EXERCISE INSTRUCTIONS
Please copy out the stretch of the material below from the line containing "The endpoint marks every instance of the shoulder" through the line containing "x=320, y=240", both included, keeping every line unchanged.

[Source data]
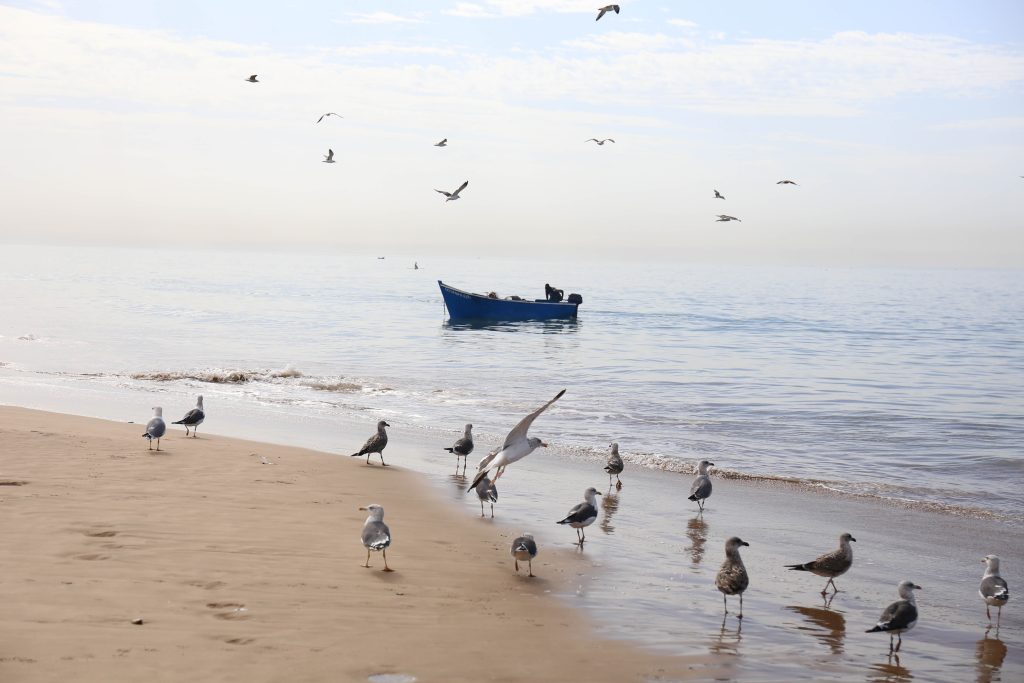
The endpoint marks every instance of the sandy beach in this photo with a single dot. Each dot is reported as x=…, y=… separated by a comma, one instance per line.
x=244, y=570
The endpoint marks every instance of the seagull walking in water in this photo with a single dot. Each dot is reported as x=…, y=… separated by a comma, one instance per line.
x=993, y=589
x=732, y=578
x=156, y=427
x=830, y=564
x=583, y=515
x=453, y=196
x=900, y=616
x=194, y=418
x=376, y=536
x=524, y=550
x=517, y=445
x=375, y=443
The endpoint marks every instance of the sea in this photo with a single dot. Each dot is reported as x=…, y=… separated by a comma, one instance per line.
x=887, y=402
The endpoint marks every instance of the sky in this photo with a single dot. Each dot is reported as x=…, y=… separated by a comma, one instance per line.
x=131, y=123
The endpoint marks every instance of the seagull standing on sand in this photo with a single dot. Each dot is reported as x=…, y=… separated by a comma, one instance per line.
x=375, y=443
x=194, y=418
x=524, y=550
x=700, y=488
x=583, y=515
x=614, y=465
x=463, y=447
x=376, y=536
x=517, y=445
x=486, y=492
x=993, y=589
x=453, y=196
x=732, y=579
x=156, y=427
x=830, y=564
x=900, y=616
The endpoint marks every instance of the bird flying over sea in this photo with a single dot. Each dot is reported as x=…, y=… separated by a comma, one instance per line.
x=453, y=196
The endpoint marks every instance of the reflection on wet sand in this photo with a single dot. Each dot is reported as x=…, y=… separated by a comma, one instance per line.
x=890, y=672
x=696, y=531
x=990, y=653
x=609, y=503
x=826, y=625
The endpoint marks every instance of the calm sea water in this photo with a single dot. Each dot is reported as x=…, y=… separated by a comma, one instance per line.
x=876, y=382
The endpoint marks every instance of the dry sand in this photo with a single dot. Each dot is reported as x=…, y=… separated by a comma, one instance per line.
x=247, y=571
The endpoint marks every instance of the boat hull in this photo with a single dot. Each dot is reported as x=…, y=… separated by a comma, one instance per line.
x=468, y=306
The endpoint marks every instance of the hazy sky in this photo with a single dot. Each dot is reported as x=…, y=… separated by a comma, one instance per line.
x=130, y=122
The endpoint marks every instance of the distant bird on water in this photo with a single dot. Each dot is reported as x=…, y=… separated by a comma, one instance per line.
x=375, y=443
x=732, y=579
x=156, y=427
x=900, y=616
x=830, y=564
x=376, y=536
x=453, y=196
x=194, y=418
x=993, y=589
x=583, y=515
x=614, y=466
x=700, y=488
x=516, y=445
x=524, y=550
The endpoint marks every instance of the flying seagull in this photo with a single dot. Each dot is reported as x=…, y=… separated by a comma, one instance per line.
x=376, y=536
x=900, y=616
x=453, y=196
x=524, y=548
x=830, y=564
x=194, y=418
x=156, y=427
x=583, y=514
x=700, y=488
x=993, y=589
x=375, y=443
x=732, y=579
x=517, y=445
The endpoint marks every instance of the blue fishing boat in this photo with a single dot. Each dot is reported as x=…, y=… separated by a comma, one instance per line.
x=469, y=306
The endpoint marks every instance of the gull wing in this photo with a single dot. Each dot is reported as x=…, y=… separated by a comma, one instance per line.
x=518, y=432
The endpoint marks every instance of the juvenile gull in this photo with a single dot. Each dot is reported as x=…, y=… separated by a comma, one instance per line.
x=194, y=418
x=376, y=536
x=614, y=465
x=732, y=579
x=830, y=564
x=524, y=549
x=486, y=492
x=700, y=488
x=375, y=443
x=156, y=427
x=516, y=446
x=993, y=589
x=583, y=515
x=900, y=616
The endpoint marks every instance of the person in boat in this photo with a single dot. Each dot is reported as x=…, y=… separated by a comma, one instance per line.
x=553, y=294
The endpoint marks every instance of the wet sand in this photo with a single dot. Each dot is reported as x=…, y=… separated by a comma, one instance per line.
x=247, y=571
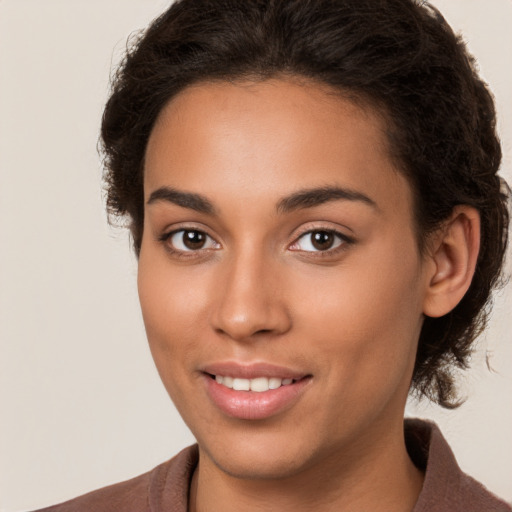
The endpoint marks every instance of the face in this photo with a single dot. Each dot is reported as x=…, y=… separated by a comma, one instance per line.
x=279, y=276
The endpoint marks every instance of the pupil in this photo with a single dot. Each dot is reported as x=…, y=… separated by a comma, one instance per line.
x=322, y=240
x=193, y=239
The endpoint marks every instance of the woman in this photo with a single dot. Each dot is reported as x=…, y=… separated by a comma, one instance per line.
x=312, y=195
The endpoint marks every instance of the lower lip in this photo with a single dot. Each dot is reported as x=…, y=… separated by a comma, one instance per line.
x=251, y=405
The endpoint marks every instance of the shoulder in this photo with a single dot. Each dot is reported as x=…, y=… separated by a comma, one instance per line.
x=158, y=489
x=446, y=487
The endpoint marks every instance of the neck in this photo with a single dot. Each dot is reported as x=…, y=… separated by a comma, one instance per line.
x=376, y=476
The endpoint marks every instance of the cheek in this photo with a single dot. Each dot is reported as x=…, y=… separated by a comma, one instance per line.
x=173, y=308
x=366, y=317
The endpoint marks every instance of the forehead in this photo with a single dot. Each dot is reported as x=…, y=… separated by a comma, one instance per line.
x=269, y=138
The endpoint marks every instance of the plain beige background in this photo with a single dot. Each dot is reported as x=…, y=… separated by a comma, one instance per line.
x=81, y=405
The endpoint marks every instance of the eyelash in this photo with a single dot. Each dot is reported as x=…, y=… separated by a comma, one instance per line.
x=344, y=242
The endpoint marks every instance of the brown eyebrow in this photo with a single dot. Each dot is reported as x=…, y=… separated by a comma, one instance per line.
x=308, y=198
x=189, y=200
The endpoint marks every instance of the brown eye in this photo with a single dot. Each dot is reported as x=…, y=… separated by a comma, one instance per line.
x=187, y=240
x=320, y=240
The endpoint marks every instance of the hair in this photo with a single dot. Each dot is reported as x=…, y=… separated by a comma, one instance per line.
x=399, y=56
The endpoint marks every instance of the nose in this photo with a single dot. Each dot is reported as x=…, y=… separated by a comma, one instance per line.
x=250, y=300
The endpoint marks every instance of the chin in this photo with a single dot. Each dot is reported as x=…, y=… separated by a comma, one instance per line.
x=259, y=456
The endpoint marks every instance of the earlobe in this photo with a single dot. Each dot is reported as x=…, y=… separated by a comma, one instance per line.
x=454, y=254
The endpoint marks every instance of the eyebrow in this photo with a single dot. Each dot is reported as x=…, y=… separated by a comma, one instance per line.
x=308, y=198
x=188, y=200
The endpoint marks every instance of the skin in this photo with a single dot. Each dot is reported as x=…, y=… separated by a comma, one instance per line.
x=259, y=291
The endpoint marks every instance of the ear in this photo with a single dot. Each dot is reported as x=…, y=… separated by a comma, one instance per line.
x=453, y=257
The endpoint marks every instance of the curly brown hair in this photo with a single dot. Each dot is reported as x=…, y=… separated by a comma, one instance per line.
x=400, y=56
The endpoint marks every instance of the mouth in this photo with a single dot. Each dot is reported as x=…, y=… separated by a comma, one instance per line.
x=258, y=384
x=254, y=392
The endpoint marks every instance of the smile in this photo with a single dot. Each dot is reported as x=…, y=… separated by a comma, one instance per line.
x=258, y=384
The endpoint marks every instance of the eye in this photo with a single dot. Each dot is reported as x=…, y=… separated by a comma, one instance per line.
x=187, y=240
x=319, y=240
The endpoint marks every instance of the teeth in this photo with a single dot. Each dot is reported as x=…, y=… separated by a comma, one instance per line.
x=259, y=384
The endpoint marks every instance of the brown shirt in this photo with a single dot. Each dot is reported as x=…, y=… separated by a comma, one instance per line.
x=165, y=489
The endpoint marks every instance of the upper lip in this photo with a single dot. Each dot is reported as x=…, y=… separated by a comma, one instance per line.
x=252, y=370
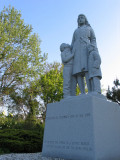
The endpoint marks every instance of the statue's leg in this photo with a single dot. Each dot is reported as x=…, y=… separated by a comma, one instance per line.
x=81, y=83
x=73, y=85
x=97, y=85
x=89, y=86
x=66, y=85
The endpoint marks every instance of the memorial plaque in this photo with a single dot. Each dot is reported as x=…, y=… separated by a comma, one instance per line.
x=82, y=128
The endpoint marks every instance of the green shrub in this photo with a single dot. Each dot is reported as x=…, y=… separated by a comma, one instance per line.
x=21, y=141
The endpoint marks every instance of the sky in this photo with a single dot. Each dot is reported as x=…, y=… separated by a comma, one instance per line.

RESPONSE TO THE EXERCISE
The endpoint marks every instance of the shoulder in this photo with a single dot. Each dot is reported as x=…, y=… separated by a comma, one instance per line.
x=158, y=489
x=446, y=487
The endpoint marks every instance of the neck in this photo with a single dot. Each dot is reported as x=…, y=… separated by a comma, one instance per line.
x=376, y=476
The endpoint marks every instance of the cheek in this photo with a single dot. Each dot is reported as x=…, y=… separated by a comma, one instance per line.
x=173, y=308
x=366, y=317
The endpoint marks every instance of the forehead in this photo with a single dot. Each dot is reported as x=…, y=… separated by a comma, one instance per line.
x=269, y=138
The endpoint marks every instance of the plain beige background in this photo with a single dot. Each dot is reported as x=…, y=… separated by a comma, one instance per line.
x=81, y=405
The endpoint marks every instance of the eyelash in this photo with a single dot. Each dot is reported as x=…, y=… separated by a comma, one instance per line.
x=344, y=242
The endpoint marks every instance of the brown eyebrow in this photo with a single dot. Each dot is reported as x=…, y=… separated by a comma, one instance per line.
x=308, y=198
x=189, y=200
The endpoint marks every instance of the brown eye in this photo with a single dot. Each dot is reported as x=…, y=… separated by a comma, one instance per line.
x=187, y=240
x=320, y=240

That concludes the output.